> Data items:
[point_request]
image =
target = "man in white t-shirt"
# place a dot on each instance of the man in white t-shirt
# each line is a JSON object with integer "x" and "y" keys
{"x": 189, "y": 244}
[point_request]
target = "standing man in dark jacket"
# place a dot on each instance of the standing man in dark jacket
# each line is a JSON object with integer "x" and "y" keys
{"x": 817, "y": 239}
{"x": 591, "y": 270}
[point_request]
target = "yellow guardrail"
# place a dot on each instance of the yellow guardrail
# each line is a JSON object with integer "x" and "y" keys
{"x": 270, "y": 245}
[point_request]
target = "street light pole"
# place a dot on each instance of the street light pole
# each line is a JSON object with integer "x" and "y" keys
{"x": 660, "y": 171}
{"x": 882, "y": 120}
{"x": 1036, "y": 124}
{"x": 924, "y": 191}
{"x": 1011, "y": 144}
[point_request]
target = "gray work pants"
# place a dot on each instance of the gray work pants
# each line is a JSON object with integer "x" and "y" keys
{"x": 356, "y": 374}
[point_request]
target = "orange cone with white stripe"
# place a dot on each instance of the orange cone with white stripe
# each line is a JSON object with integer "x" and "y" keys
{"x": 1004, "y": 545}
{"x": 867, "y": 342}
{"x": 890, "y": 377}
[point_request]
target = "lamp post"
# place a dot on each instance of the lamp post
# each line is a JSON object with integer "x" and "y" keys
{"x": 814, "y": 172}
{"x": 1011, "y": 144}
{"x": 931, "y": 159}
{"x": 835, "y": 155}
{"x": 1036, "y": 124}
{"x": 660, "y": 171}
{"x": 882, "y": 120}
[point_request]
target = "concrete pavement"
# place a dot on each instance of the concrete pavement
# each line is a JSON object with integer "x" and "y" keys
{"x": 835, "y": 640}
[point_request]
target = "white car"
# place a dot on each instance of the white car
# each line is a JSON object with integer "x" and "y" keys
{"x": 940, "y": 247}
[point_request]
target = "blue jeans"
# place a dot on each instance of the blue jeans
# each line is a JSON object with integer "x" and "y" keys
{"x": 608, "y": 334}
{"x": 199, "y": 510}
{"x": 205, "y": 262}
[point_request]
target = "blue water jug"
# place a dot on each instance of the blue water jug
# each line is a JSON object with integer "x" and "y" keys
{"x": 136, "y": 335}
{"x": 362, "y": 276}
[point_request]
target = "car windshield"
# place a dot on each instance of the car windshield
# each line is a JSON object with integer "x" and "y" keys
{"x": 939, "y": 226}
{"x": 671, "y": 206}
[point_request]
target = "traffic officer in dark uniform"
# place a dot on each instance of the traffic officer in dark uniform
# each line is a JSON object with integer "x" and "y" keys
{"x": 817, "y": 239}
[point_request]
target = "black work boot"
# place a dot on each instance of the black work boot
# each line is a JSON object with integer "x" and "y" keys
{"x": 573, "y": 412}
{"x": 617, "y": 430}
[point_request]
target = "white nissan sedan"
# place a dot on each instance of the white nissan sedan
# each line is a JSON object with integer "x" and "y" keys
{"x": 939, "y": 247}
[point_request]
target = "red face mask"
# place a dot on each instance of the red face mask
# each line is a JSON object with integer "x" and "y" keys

> What you need to do:
Please return only the lines from the one that contains "# place a dot on each instance of the white car" through the final line of the entries, each exactly as written.

> Solution for this problem:
# place a dot on each instance of the white car
# each line is a JSON object with integer "x" and "y" keys
{"x": 940, "y": 247}
[point_request]
target = "blue jeans"
# place a dot on each instance of the blue jeans
# each line is a JSON object with integer "x" and "y" keys
{"x": 608, "y": 334}
{"x": 199, "y": 510}
{"x": 205, "y": 262}
[point_request]
target = "blue water jug"
# place a dot on each instance of the blue water jug
# each line is a JSON object with integer "x" and "y" keys
{"x": 136, "y": 335}
{"x": 362, "y": 276}
[point_request]
target = "car windshield"
# place a dot on each instance of the car windshield
# each line is a JSON object with integer "x" and "y" keys
{"x": 939, "y": 226}
{"x": 671, "y": 206}
[point_request]
target = "traffic officer in dark uniform"
# place a dot on each instance of the traffic officer in dark uniform
# each line is a JSON object with integer "x" and "y" keys
{"x": 817, "y": 239}
[point_request]
target = "black work boot"
# place a dot on each instance of the black work boot
# each line is a JSON object with integer "x" and "y" keys
{"x": 573, "y": 412}
{"x": 617, "y": 430}
[point_request]
target = "white nissan sedan"
# place a dot on each instance of the white nissan sedan
# each line is a JSON object with integer "x" and "y" keys
{"x": 939, "y": 247}
[point_request]
target = "red face mask"
# place a dot on each instance of the red face mask
# each line is a JSON object with integer "x" and "y" keys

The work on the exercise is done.